Will my bankruptcy be published in the paper?
A bankruptcy is public record. However, most newspapers no longer publish bankruptcy information. While they still publish foreclosures and court actions, bankruptcy is a federal action and is generally only available on the United States Bankruptcy Court’s website.
Will I lose my vehicle?
If you have a loan secured by your vehicle and are up-to-date on your payments, your bank and the court may allow you to reaffirm the original contract on the vehicle. If you are behind on payments, you will need to get them up-to-date or possibly enter into Chapter 13 bankruptcy to cure any defaults.
If I surrender my home or vehicle, will I be responsible for the difference between the loan amount and the amount my home or vehicle sells for?
Generally speaking, outside of bankruptcy, you could be held liable for the deficiency or remaining debt. However, these deficiencies are discharged in bankruptcy, and you will not be responsible for repaying them.
Is there a court hearing?
You must go to what is called a Section 341 hearing. This hearing is also called a trustee meeting or a meeting of creditors. Generally, you will meet with the trustee for five to 10 minutes. Your attorney will be with you and as the name implies, creditors can attend and ask questions. The trustee will verify that you are who you say you are and put you under oath to answer questions concerning your bankruptcy filing. This meeting is generally where the trustee determines whether a case is an “asset case” or a “no-asset case.” Most cases are determined to be no-asset cases, which means the trustee determines that there is no property that can be sold for the benefit of the creditors.

* **COMPLETE THE FOLLOWING**
- A) Rewrite the bankruptcy questions and answers starting with "You must go" and going on through "of the creditors.", replacing "meeting of creditors" with "creditors' meeting".
- B) According to the bankruptcy questions and answers, how long does the meeting with the trustee generally last?
- C) Condense the paragraph in the bankruptcy questions and answers that begins "You must go to what is called a Section 341 hearing" into a bulleted list that keeps its main facts.

* **EXTRACTED DATA**
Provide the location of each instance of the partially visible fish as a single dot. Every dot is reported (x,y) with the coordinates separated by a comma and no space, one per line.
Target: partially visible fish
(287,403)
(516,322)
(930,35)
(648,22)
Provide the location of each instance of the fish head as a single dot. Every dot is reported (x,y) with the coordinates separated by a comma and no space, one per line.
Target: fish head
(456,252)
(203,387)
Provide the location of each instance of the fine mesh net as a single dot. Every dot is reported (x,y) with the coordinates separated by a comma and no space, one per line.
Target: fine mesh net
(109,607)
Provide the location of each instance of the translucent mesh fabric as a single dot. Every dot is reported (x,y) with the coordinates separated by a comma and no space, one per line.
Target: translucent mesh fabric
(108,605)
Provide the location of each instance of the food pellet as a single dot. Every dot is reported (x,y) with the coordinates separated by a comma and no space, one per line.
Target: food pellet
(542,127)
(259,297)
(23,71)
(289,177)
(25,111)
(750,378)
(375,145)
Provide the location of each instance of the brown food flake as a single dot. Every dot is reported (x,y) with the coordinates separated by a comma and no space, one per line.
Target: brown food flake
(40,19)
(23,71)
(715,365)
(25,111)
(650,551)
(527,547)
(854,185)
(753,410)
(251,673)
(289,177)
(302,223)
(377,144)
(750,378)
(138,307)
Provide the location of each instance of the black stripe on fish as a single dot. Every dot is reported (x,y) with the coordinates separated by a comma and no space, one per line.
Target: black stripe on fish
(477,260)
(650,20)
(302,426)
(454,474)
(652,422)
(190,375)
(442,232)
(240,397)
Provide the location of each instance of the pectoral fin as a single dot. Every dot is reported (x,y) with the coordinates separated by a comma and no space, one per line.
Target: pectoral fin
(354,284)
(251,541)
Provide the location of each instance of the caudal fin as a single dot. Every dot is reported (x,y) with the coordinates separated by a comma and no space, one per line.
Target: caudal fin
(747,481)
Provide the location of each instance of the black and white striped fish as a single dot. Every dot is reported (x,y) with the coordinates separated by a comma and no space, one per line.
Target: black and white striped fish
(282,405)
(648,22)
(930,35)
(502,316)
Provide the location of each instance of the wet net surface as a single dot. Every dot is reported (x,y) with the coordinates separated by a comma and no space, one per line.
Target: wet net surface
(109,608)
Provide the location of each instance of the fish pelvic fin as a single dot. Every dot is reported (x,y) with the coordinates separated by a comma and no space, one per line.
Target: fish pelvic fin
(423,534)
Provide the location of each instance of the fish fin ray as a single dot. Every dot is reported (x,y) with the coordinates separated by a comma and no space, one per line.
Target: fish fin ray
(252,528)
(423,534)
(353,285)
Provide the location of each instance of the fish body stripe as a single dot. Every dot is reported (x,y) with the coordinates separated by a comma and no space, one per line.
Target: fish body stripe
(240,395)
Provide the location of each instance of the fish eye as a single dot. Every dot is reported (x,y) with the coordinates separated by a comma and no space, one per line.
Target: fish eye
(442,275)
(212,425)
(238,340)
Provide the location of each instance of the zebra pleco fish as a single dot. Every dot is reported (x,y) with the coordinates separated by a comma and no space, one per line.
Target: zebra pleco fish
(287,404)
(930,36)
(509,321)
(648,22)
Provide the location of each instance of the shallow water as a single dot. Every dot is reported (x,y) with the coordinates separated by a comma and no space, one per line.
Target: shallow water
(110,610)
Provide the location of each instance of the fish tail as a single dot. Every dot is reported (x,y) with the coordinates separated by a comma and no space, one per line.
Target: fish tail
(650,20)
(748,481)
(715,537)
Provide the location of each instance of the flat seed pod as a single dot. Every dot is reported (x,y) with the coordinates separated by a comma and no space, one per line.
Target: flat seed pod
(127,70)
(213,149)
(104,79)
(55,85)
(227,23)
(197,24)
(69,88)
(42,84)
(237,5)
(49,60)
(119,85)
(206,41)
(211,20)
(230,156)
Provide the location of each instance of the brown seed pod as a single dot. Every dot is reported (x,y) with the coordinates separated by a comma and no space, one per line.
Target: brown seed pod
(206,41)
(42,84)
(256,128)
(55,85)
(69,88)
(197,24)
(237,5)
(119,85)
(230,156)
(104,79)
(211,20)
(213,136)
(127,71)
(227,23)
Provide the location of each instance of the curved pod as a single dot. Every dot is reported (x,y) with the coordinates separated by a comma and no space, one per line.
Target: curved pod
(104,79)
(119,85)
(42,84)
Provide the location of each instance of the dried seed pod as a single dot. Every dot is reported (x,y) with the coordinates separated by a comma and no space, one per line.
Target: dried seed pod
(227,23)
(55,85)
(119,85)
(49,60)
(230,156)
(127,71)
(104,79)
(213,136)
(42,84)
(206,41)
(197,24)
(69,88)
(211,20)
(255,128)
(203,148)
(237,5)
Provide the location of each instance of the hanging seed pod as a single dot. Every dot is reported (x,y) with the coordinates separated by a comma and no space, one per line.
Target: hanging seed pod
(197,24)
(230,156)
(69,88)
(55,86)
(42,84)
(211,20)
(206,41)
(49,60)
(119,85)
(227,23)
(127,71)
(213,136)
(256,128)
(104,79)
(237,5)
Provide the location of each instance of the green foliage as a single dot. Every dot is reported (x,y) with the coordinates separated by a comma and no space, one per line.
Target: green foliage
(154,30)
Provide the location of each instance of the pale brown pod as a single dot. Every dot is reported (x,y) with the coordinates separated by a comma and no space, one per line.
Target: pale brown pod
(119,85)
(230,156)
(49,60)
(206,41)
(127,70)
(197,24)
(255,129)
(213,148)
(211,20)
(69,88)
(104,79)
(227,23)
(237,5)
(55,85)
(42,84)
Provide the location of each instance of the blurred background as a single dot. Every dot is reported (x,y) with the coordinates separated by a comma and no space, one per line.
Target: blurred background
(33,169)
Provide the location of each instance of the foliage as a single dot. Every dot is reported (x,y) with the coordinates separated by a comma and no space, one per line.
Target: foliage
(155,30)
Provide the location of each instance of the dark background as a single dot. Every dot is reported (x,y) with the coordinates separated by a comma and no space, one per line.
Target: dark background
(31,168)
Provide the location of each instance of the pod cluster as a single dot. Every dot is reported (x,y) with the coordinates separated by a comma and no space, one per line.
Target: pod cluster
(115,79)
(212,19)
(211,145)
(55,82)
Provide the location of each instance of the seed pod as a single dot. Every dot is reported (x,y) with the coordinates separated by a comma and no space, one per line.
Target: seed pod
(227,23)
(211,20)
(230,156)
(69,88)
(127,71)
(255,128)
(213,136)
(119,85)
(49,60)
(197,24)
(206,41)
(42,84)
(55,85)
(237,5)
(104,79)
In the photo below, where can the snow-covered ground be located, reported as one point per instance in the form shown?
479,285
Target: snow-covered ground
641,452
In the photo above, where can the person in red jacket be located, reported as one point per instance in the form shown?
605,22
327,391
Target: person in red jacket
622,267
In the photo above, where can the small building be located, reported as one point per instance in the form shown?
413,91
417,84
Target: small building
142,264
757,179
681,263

* **PER-TASK ANSWERS**
- A)
You must go to what is called a Section 341 hearing. This hearing is also called a trustee meeting or a creditors' meeting. Generally, you will meet with the trustee for five to 10 minutes. Your attorney will be with you and as the name implies, creditors can attend and ask questions. The trustee will verify that you are who you say you are and put you under oath to answer questions concerning your bankruptcy filing. This meeting is generally where the trustee determines whether a case is an “asset case” or a “no-asset case.” Most cases are determined to be no-asset cases, which means the trustee determines that there is no property that can be sold for the benefit of the creditors.

- B) Five to 10 minutes.

- C)
- A Section 341 hearing is required and is also called a trustee meeting or a meeting of creditors.
- It generally lasts five to 10 minutes with the trustee.
- Your attorney attends with you, and creditors may attend and ask questions.
- The trustee verifies your identity and places you under oath to answer questions about your bankruptcy filing.
- The trustee generally decides at this meeting whether the case is an "asset case" or a "no-asset case."
- Most cases are no-asset cases, meaning there is no property that can be sold for the creditors' benefit.